### RECORDS SHOWN
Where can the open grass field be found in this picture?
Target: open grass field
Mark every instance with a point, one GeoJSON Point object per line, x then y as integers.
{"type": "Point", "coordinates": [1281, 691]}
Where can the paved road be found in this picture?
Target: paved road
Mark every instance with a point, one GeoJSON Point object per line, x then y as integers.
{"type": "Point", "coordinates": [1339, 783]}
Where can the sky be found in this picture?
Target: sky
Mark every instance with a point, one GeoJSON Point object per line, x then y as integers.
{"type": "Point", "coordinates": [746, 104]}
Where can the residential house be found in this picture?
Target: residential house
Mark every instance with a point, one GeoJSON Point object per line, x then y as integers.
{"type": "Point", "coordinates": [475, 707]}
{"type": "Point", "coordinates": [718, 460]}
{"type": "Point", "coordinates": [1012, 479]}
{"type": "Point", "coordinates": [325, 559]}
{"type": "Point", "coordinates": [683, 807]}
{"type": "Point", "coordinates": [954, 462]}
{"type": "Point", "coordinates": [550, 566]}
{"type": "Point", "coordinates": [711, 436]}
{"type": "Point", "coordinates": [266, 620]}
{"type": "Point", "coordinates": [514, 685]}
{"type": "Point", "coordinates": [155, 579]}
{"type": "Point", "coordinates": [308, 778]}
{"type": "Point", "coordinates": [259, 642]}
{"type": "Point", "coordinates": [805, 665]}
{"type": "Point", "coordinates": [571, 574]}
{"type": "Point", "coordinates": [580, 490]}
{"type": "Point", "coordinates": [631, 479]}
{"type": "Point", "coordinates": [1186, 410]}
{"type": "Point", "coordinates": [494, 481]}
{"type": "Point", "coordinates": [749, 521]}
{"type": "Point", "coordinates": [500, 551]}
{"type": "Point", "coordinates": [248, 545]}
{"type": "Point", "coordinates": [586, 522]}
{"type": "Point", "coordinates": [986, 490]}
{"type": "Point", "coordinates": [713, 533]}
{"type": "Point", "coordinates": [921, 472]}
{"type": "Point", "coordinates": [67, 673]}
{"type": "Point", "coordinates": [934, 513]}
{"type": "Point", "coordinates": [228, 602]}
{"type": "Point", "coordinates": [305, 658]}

### WORK TO DO
Switch "Mark" to "Label" in the part of the rows that opens with the line containing "Where can the paved" and closes with the last line of the rows. Return only that part, with everything else unchanged.

### ANSWER TO THIS PROBLEM
Where can the paved road be found in this picture?
Target: paved road
Label every instance with a point, one GeoJSON Point object per line, x then y as integers.
{"type": "Point", "coordinates": [1339, 783]}
Where can the sky be found in this picture?
Target: sky
Label every instance with a point, one GeoJSON Point object per line, x then y as integers.
{"type": "Point", "coordinates": [746, 104]}
Where can the residential house be found in this picture?
Target: residential house
Label every instance with a point, one GeoJSON Point object per line, x then y as integers.
{"type": "Point", "coordinates": [475, 707]}
{"type": "Point", "coordinates": [718, 460]}
{"type": "Point", "coordinates": [1012, 479]}
{"type": "Point", "coordinates": [325, 559]}
{"type": "Point", "coordinates": [683, 807]}
{"type": "Point", "coordinates": [954, 462]}
{"type": "Point", "coordinates": [550, 566]}
{"type": "Point", "coordinates": [711, 436]}
{"type": "Point", "coordinates": [266, 620]}
{"type": "Point", "coordinates": [514, 685]}
{"type": "Point", "coordinates": [155, 579]}
{"type": "Point", "coordinates": [308, 778]}
{"type": "Point", "coordinates": [259, 642]}
{"type": "Point", "coordinates": [805, 665]}
{"type": "Point", "coordinates": [571, 574]}
{"type": "Point", "coordinates": [580, 490]}
{"type": "Point", "coordinates": [631, 479]}
{"type": "Point", "coordinates": [1186, 410]}
{"type": "Point", "coordinates": [494, 481]}
{"type": "Point", "coordinates": [749, 521]}
{"type": "Point", "coordinates": [500, 551]}
{"type": "Point", "coordinates": [248, 545]}
{"type": "Point", "coordinates": [586, 522]}
{"type": "Point", "coordinates": [986, 490]}
{"type": "Point", "coordinates": [713, 533]}
{"type": "Point", "coordinates": [921, 472]}
{"type": "Point", "coordinates": [67, 673]}
{"type": "Point", "coordinates": [934, 513]}
{"type": "Point", "coordinates": [228, 602]}
{"type": "Point", "coordinates": [305, 658]}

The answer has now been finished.